EXERCISE GOAL:
Write the next part of the passage about Markham's naval and parliamentary career, picking up after its final sentence.

SUPPLIED PASSAGE:
Markham was cashiered after eight years’ naval service in America and the West Indies, but reinstated. While on half-pay he travelled extensively. Resuming active service on the outbreak of war with France, he served in the West Indies and subsequently under St. Vincent at Cadiz and Brest, capturing several French men-of-war in theCentaur. St. Vincent snubbed him at sea, but when he became first lord of the Admiralty in Addington’s ministry, secured Markham’s appointment to the Admiralty board as one of his ‘Neptunes’. As a spokesman was needed in the House, a vacant seat was found for him before the year was out, for Portsmouth, on Admiralty recommendation to the patron Sir John Carter.
In his maiden speech, 19 Jan. 1802, Markham assured alarmists of the ability of the fleet to withstand a naval attack on Jamaica. From his own experience he advocated the setting up of courts of Admiralty in the West Indies, 24 Mar. 1802. St. Vincent procured his re-election at Portsmouth in 1802.
Markham went out of office with Addington, being listed among his followers in May and September 1804, and opposed Pitt’s second ministry. He voted against the additional force bill in June 1804 and for its repeal, 6 Mar. 1805, but spoke only on naval questions. On 1 Mar. 1805 warmly supported the continuation of the inquiry into naval abuses and he supported the vote of thanks to the commissioners, 2 May. He was spokesman for St. Vincent when his naval administration came under attack, 7, 8 May, and following the censure of Melville (which he supported, as well as his criminal prosecution) urged the House to appoint a non-partisan committee, if they intended to scrutinize St. Vincent’s conduct. The Speaker rebuked him for the implication of this. He moved for information to combat John Jeffery’s intended impeachment of St. Vincent, 16 May, and the same day supported the opposition amendment to the military commission of inquiry bill. Next day he secured the inclusion of Greenwich Hospital within the scope of the naval commissioners’ inquiry. He was dissatisfied with the prize agency bill, 28 May, and supported inquiry into the lack of timber supply, 31 May. He defended the reputation of Admiral Duckworth, under whom he had served, 7 June, and parried the attacks of Jeffery and Sir Andrew Snape Hamond on St. Vincent, 25 June, 1 July, moving for more papers to vindicate him, 3 July. He thwarted Jeffery on the same subject, 28 Jan. 1806.

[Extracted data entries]
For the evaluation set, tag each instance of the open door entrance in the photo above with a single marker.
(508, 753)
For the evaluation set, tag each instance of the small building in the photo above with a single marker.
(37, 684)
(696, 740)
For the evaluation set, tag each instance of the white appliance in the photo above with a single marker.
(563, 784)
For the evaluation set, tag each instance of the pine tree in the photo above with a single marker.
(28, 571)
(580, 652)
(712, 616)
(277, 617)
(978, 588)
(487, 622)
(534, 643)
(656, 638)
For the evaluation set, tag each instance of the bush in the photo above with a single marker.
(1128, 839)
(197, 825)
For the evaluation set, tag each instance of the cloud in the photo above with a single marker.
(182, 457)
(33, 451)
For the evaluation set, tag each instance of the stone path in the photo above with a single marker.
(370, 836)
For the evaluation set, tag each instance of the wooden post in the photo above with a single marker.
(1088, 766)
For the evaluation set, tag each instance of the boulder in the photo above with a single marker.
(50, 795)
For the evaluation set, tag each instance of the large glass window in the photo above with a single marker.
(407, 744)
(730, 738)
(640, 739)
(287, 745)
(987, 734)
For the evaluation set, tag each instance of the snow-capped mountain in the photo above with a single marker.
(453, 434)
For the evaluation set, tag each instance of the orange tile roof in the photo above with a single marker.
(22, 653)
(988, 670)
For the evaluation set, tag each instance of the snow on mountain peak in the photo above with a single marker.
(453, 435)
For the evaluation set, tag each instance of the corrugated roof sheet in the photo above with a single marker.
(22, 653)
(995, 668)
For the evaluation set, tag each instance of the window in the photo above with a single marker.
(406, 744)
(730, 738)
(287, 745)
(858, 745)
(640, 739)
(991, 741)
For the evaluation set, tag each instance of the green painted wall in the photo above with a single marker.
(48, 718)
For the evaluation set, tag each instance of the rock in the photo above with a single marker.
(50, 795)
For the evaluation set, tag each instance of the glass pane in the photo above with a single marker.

RESPONSE:
Markham was restored to the Admiralty board under Viscount Howick in the Grenville ministry. Resuming his seat on 3 Mar. 1806, he spoke only in vindication of St. Vincent against Jeffery that session, notably on 14 May, when Jeffery was finally frustrated. Busy at his office from nine until six, Markham claimed he had not seen Jeffery’s charges until noon that day and had little time to prepare his answers. He voted for the repeal of Pitt’s Additional Force Act, 30 Apr. 1806, but was listed ‘adverse’ to the ministry’s abolition of the slave trade, like his brother Osborne, who sat in that Parliament. Unlike Osborne, he did not vote with the diehards against it. A few words on the navy estimates were his only contribution to the Parliament of 1806, in which he was continued at the Admiralty board by Thomas Grenville. Rumour had it that Markham was to resign because St. Vincent did not succeed Howick as first lord, and Grenville, who noted his efficiency, regretted that Markham had ‘made so many enemies’. Yet Howick assured Grenville and his brother the premier that his removal would be ‘a great misfortune to the public’ and Grenville’s other brother, the Marquess of Buckingham, pointed out that ‘though brutal’, Markham ‘at least has the advantage of knowing the details’.
Markham was reported to have voted with opposition after the dismissal of the ministry, 9 Apr. 1807, and owed his unopposed return at the ensuing election to the goodwill of Sir John Carter and not to the Admiralty.
Markham withdrew in the face of an Admiralty candidate at Portsmouth in 1818, but regained his seat in 1820. He retired for health reasons in 1826 and died at Naples, 13 Feb. 1827.